--- Required task ---
Nothing should be left out: output all of the entries exactly.

--- Source data ---
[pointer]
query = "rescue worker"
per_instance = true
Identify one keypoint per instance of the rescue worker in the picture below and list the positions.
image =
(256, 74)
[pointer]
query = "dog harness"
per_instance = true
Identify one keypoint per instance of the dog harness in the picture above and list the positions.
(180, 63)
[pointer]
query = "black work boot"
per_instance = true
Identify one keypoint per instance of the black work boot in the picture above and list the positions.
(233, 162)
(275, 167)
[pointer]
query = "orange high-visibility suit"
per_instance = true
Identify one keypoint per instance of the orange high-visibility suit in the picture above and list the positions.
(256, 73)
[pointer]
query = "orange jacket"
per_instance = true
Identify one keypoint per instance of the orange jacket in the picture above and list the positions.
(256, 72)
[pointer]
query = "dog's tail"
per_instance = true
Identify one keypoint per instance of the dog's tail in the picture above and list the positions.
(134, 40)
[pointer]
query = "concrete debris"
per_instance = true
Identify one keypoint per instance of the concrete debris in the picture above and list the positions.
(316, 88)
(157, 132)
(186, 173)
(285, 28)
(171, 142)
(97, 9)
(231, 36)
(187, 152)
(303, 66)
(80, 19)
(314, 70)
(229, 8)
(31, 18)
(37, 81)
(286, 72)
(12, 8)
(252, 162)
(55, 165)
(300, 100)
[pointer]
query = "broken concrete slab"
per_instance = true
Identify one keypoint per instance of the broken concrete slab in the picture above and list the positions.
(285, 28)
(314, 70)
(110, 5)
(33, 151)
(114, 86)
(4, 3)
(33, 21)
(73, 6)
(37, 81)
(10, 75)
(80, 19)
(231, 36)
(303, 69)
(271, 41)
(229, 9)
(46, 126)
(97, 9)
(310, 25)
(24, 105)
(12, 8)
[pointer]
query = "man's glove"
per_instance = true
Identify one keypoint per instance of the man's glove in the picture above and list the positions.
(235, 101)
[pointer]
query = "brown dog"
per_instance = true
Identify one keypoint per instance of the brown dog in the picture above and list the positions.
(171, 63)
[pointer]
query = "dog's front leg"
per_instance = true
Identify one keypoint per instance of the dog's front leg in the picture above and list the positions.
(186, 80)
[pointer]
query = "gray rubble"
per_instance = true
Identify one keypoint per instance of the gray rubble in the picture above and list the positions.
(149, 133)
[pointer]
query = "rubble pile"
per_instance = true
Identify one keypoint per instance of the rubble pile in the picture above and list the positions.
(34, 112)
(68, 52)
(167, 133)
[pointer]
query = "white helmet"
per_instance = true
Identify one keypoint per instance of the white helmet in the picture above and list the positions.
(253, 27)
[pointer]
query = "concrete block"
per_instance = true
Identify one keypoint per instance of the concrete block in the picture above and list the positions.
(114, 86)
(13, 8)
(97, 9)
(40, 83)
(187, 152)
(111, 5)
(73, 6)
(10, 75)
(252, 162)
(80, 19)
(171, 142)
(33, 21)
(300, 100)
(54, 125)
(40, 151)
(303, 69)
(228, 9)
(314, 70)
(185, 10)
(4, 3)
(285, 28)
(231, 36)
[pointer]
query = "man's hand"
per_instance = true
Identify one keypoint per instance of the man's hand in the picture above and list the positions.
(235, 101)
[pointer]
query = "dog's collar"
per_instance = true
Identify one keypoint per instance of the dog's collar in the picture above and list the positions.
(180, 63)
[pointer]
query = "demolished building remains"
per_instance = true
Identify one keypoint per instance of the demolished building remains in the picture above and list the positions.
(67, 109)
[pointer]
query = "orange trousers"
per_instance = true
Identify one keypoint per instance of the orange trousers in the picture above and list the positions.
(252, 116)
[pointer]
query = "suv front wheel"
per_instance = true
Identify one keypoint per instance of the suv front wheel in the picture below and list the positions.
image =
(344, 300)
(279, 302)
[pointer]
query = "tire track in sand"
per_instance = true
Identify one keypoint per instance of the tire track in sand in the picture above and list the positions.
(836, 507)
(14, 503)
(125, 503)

--- Complete answer ---
[pointer]
query = "rescue worker"
per_instance = true
Identify one keypoint per instance of the rescue worker in the picture below and list the positions.
image =
(256, 74)
[pointer]
query = "dog harness"
per_instance = true
Identify one keypoint per instance of the dog harness in the picture above and list the positions.
(180, 63)
[pointer]
query = "black work boot"
per_instance = true
Identify one keypoint per instance of the black work boot in the picture above and list the positions.
(233, 162)
(275, 167)
[pointer]
query = "orange high-visibility suit"
per_instance = true
Identify one keypoint per instance of the orange high-visibility suit in the picture above and list the positions.
(256, 73)
[pointer]
query = "orange jacket"
per_instance = true
Identify one keypoint per instance of the orange jacket in the picture above and list the positions.
(256, 72)
[pointer]
query = "dog's tail"
per_instance = true
Identify one keypoint per instance of the dog's tail in the picture above and list the positions.
(134, 40)
[pointer]
query = "concrete debris"
per_instance = true
Identify one keypoint per instance of the concrete debris in the picture above and list the positions.
(316, 88)
(157, 132)
(186, 173)
(285, 28)
(171, 142)
(97, 9)
(231, 36)
(187, 152)
(303, 66)
(80, 19)
(314, 70)
(229, 8)
(31, 18)
(37, 81)
(286, 72)
(12, 8)
(252, 162)
(55, 165)
(300, 100)
[pointer]
query = "broken concrete slab"
per_instance = true
Identify one keypoint per instance of the broken concrete slab in the picture above and list the positions.
(285, 28)
(314, 70)
(110, 5)
(33, 151)
(114, 86)
(4, 3)
(33, 21)
(73, 6)
(37, 81)
(10, 75)
(80, 19)
(231, 36)
(303, 69)
(271, 41)
(229, 9)
(46, 126)
(97, 9)
(310, 25)
(24, 105)
(12, 8)
[pointer]
query = "man's glove"
per_instance = true
Identify one keypoint per instance of the man's glove in the picture above and list the positions.
(235, 101)
[pointer]
query = "brown dog"
per_instance = true
Identify one keypoint per instance of the brown dog in the picture above and list the positions.
(171, 63)
[pointer]
query = "dog's front leg"
per_instance = true
Identify one keypoint per instance of the dog's front leg in the picture above and list the positions.
(186, 80)
[pointer]
query = "gray rubble"
per_instance = true
Identify one keypoint per instance of the gray rubble in the picture above and list the positions.
(149, 133)
[pointer]
query = "rubble pile"
per_instance = true
Identify one keypoint per instance of the rubble pile in the picture above and list the positions.
(34, 112)
(68, 52)
(167, 133)
[pointer]
query = "white helmet"
per_instance = true
Identify one keypoint per instance of the white helmet in the picture above and list the positions.
(253, 27)
[pointer]
query = "concrete block"
per_instance = true
Identify one keypoint per instance of the concrete block in the picture above and list the positions.
(114, 86)
(13, 8)
(97, 9)
(40, 83)
(187, 152)
(111, 5)
(73, 6)
(10, 75)
(252, 162)
(80, 19)
(171, 142)
(33, 21)
(300, 100)
(54, 125)
(40, 151)
(303, 69)
(228, 9)
(314, 70)
(185, 10)
(4, 3)
(285, 28)
(231, 36)
[pointer]
query = "man's hand"
per_instance = true
Identify one keypoint per instance of the man's hand in the picture above and list the positions.
(235, 101)
[pointer]
query = "dog's collar"
per_instance = true
Identify one keypoint per instance of the dog's collar in the picture above and list the positions.
(180, 63)
[pointer]
query = "demolished building remains"
per_instance = true
Identify one keypoint per instance of the demolished building remains in the picture above and list the positions.
(67, 109)
[pointer]
query = "orange trousers"
per_instance = true
Identify one keypoint per instance of the orange trousers in the picture above and list the positions.
(252, 116)
[pointer]
query = "suv front wheel"
per_instance = true
Identify one keypoint per instance of the suv front wheel in the picture below and list the positions.
image =
(344, 300)
(279, 302)
[pointer]
query = "tire track in sand"
per_instance = true
Identify one keypoint per instance of the tire track in sand in the picture above and list the positions.
(836, 507)
(14, 503)
(125, 503)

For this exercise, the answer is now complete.